--- Page extract Enclosed Below ---

Archive for March, 2016|Monthly archive page


In Absurdlandia, Drafts, Food, Hautvoir, news coverage, or juice, TV on March 31, 2016 at 8:17 am

The world is confusing for an adult. How does the confusion play in a young person’s head?

Be honest. Be polite. Do your homework (and don’t forget to include a stick of glue in your bag or you’ll get another black mark on your record.) Lie low. Don’t ask too many questions. Don’t attract attention in any way. Who? they’ll ask. Never heard of him/her. Thus will you be safe.

Because the adults don’t want any back talk. They do not want any discussion. If you attempt an organized protest, adults will greet you with big sticks and guns. They’ll have the last word because they told you to stay home and stay out of trouble.

Some of the violence makes media footage. The media love violence. Onscreen, the impact doesn’t last; the feed needs fresh outrage. Followed by fresh nonsense to refresh the palate. On to the next horror – a self-perpetuating cycle. Meanwhile, the adults repeat: be quiet, do your homework, stay out of trouble, don’t use that word etc.

Brief News Bulletin: According to what appears to be a credible source, the government has ordered a record number of plastic bullets to deal with protests of every variety imaginable. Stay home. If you can’t stand violence, don’t look at the vids (they went out and demonstrated, they asked for it, didn’t they?) etc.

What about the ones who didn’t ask for it? What about the ones who paid with their lives for the crimes committed by others? The adult sighs. Please, the adult says, I’ve had a hard day. Could we have some peace and quiet for a change?

A twelve year-old yesterday, describing her favorite place: bed. Where she loves to retreat with her pizza or chicken or fries or juice or pastries. She climbs under the comforter and watches TV. Then, she daydreams about the fabulous life she’ll have when she grows up. Meanwhile, her mother cooks the foods her husband likes from his native land. The parents eat. Move over to the living room and watch their own TV.

Be quiet. Stuff your face. Dream of winning the super-lottery. (Don’t forget your glue stick when you go to school.)

Two Caps

In A post to keep afloat, Absurdlandia, Animals, Circus, Drafts, Hautvoir, Local projects, Music, Rejection on March 30, 2016 at 8:43 am

Something like having the words knocked out of your mouth, over and over again. Something like being told only sissies give up.

Sissies – you know, wimmin. Wimmin break down before the finish line. If they don’t, somebody comes along and moves the finish line further. Play by the rules. The rules say the odds are against you. Your job to prove you’re the one in a million who can beat the odds.

Note how it’s all about being Number One.

Walking out with the dog early this morning, the moon all crisp and clean up in the sky. Four or five stars still visible in the rising light. Crying is a waste of energy, you told yourself because the urge was there. Crying being for sissies, of course.

Two caps during dreamtime. The first, a fool’s cap from a local production. The second from the stage show of an international celebrity – say, one of the Beatles. A cap worn in concert or on an album cover such as Sergeant’s Pepper’s Lonely Hearts Club Band.

The caps were meant for some kind of museum but the dreamer decided to keep them. The dreamer doesn’t have as many issues with truthfulness, honesty and being a good little soldier who doesn’t complain. Shades of long-ago visits to the gyno, here. The obstretician who always greeted me with the words: “Ah! my favorite patient. Always smiling, and never a complaint.” I was young and more than a bit stupid and trusting. The man had found the perfect way to shut me up and make me store away my list of troubling questions. I smiled. I joked. I made my doctor grin. He got my money too.  Hurray, hurray.

--- End of Enclosed Page extract ---

* **Work to complete**
1 - Answer these questions about the archive page:
(a) At what time was the March 31, 2016 post published?
(b) What does the twelve year-old describe as her favorite place?
(c) How many stars were still visible in the rising light during the early-morning walk with the dog?
2 - Rewrite the archive page passage from "Sissies – you" to "Hearts Club Band.", changing "finish line" to "goal line" wherever it occurs.
The lines that come next have no connection to the archive page.

--- Excerpted data Enclosed Below ---

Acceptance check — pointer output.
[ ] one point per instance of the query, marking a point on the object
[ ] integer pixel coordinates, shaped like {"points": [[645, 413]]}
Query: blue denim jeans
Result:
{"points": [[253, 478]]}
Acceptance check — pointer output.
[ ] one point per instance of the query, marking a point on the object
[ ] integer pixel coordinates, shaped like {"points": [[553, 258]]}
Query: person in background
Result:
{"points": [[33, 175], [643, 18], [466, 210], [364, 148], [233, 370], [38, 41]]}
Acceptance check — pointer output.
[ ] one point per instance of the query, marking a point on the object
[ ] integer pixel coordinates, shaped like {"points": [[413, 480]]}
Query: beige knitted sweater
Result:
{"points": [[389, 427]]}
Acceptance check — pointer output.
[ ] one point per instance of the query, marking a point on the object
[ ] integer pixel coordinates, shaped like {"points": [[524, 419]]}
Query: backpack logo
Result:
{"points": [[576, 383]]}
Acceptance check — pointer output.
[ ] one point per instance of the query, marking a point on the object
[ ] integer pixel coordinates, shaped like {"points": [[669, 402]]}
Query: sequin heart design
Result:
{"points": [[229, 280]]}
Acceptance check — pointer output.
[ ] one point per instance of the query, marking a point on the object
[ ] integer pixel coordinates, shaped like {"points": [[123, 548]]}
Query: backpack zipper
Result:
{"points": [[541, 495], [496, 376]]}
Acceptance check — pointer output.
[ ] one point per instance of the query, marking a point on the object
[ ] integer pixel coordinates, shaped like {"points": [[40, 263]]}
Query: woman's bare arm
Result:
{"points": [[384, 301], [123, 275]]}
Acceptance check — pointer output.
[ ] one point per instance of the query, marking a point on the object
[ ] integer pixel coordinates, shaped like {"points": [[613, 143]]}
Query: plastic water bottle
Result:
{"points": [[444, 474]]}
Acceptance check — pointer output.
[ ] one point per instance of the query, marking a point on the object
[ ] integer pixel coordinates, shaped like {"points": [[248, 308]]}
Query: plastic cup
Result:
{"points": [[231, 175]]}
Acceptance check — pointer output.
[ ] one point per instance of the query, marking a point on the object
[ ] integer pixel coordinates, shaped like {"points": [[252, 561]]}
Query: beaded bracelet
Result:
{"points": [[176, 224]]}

--- End of Enclosed Excerpted data ---
--- Excerpted data Enclosed Below ---

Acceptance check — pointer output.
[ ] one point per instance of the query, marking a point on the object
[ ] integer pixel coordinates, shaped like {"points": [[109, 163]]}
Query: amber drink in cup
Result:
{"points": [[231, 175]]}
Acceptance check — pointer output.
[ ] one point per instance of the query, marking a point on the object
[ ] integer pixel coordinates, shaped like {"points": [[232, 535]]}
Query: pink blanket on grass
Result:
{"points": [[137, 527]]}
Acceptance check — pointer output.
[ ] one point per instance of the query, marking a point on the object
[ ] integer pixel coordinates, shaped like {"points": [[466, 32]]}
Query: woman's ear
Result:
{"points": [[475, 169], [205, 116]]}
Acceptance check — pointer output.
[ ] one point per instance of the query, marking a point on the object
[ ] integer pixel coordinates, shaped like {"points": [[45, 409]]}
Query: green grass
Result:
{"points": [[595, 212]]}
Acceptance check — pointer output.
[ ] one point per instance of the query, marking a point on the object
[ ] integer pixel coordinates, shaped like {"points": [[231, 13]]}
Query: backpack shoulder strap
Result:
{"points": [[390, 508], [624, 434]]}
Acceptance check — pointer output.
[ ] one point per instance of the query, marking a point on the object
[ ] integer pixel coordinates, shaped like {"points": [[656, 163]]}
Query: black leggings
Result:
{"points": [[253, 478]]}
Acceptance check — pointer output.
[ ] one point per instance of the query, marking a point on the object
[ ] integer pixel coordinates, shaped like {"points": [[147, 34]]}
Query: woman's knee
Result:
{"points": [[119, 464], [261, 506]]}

--- End of Enclosed Excerpted data ---
--- Excerpted data Enclosed Below ---

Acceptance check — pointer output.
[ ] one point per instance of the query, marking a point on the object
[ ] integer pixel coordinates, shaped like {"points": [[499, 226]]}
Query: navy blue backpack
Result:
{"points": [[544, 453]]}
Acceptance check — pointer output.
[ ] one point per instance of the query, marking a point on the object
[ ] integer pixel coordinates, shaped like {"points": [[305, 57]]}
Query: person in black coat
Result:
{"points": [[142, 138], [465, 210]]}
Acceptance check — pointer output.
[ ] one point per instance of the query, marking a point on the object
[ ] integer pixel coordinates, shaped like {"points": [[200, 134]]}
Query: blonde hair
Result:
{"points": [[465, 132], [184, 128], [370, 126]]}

--- End of Enclosed Excerpted data ---

* **Task results**
1 -
(a) 8:17 am
(b) Bed
(c) Four or five

2 -
Sissies – you know, wimmin. Wimmin break down before the goal line. If they don’t, somebody comes along and moves the goal line further. Play by the rules. The rules say the odds are against you. Your job to prove you’re the one in a million who can beat the odds.

Note how it’s all about being Number One.

Walking out with the dog early this morning, the moon all crisp and clean up in the sky. Four or five stars still visible in the rising light. Crying is a waste of energy, you told yourself because the urge was there. Crying being for sissies, of course.

Two caps during dreamtime. The first, a fool’s cap from a local production. The second from the stage show of an international celebrity – say, one of the Beatles. A cap worn in concert or on an album cover such as Sergeant’s Pepper’s Lonely Hearts Club Band.